Reproduce the records from the line with "Objective — one point per instance of the fruit" up to and including the line with "[[1015, 295]]", requests included, scaling every coordinate in the answers by 2.6 and rounding each to a whole number with halves going up. Return only those lines, with the requests unchanged.

▶ Named-object pointing records
------------------------------------------------
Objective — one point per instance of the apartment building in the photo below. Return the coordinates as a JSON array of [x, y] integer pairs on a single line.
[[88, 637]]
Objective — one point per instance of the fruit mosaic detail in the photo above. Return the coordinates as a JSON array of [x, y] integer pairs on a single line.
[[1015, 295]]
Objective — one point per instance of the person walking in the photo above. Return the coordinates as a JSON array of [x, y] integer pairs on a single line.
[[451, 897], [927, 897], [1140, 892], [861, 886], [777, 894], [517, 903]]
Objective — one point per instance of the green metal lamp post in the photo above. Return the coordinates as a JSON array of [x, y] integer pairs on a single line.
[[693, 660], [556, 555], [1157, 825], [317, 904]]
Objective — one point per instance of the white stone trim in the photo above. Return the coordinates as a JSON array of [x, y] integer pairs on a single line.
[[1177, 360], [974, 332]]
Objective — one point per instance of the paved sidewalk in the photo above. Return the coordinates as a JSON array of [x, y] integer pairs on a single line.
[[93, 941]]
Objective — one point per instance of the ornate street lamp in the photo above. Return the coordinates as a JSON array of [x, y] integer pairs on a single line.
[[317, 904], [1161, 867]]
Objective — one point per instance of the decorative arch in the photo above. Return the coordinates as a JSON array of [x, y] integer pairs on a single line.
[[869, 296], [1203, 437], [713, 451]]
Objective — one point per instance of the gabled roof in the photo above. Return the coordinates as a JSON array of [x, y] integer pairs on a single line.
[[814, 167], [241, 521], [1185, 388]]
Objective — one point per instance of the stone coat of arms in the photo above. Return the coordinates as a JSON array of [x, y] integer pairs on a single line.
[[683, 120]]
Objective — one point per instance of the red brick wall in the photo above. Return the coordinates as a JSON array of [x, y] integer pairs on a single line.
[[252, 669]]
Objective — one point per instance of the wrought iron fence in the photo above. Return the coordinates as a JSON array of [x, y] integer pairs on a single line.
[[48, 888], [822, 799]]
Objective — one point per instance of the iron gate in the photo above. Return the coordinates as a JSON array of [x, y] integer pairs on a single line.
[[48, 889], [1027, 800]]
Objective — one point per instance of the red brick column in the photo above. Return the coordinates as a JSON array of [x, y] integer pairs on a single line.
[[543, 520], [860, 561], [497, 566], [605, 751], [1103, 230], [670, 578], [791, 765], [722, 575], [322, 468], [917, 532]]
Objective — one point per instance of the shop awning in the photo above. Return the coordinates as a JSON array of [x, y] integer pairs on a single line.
------------------------------------------------
▶ CORRECT RESPONSE
Objective — one point per instance of the fruit mosaic detail in the photo above. Return the coordinates as a JSON array of [x, y] integer pairs on a single line.
[[2639, 767]]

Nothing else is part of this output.